[Object point labels]

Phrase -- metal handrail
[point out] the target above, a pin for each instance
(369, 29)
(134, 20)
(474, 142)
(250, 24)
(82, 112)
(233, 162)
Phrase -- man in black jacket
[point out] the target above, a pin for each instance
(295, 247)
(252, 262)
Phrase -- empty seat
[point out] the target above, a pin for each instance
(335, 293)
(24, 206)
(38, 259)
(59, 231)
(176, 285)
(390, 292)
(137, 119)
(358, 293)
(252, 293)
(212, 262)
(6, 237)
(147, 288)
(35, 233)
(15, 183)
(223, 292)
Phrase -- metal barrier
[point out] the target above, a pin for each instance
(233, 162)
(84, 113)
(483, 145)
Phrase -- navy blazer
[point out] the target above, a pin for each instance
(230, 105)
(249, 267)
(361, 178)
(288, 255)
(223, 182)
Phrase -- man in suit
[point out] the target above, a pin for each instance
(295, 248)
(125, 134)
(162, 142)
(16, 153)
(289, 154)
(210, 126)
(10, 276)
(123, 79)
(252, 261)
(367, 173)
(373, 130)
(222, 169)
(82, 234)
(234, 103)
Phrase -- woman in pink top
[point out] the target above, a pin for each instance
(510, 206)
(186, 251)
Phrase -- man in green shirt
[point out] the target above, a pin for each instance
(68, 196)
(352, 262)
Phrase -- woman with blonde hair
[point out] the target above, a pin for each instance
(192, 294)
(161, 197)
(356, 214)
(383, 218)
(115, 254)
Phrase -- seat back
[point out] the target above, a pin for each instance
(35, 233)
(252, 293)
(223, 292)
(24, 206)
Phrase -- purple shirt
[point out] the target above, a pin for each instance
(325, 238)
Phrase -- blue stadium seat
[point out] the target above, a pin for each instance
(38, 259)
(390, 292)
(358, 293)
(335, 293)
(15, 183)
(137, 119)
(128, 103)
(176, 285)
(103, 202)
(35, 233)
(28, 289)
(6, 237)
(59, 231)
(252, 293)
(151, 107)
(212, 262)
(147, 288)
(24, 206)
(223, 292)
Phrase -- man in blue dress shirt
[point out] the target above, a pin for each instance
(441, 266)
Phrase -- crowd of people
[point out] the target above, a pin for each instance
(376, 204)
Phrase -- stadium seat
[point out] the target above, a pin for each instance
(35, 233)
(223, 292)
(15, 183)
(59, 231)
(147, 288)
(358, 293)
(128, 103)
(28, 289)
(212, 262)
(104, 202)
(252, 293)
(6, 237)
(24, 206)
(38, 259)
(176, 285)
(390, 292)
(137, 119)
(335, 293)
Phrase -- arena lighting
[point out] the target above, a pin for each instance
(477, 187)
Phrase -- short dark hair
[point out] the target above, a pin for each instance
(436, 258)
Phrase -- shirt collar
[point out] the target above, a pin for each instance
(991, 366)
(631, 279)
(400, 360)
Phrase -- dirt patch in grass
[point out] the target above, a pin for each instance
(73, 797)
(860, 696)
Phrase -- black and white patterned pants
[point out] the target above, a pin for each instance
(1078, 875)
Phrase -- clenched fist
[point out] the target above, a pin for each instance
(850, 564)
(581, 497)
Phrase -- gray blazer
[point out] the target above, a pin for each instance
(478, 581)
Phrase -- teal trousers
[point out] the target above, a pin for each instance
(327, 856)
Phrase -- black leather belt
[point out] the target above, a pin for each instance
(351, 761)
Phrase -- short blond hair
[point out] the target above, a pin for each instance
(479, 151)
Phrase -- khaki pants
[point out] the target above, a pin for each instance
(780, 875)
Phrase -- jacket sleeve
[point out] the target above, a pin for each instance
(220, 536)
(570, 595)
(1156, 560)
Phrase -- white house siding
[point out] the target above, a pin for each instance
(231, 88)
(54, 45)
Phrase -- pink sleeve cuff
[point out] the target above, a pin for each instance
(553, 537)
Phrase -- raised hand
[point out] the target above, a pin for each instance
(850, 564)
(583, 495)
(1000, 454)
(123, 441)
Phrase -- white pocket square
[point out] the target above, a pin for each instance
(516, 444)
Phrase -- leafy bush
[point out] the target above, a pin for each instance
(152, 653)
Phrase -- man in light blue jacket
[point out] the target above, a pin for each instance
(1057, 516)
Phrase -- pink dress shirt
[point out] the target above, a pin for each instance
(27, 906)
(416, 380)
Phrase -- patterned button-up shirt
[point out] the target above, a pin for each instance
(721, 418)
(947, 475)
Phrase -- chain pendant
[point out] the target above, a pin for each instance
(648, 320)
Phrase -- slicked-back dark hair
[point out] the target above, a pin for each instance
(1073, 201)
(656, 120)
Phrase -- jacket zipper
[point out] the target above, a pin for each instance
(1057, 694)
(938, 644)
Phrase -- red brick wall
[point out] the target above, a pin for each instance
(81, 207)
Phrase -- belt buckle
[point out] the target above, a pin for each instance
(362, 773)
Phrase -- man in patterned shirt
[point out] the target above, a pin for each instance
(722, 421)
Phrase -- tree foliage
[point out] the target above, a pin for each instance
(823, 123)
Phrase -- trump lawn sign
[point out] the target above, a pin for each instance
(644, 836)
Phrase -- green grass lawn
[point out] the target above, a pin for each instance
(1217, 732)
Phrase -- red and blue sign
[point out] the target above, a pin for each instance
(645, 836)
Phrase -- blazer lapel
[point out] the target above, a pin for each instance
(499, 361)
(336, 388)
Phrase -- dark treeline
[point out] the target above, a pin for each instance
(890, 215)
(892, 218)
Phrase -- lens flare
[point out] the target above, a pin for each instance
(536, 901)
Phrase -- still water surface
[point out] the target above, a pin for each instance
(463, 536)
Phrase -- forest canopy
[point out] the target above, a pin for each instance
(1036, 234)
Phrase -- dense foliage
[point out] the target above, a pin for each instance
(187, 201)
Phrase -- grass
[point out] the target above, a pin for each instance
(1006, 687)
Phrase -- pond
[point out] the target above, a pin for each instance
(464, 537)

• **WORK REQUIRED**
From the line containing "Phrase -- forest canopy" through the end of the listing, reproduce every line, adding -133 to each coordinate value in the answers.

• **EXERCISE SOLUTION**
Phrase -- forest canopy
[point out] the target above, a pin for each instance
(903, 101)
Phrase -- dense foliage
[point out] the target above, a pin for each instance
(54, 68)
Phrase -- grass
[point out] the target above, a pin for each instance
(873, 554)
Phrase -- pond
[point out] the target above, a pin for each instance
(331, 404)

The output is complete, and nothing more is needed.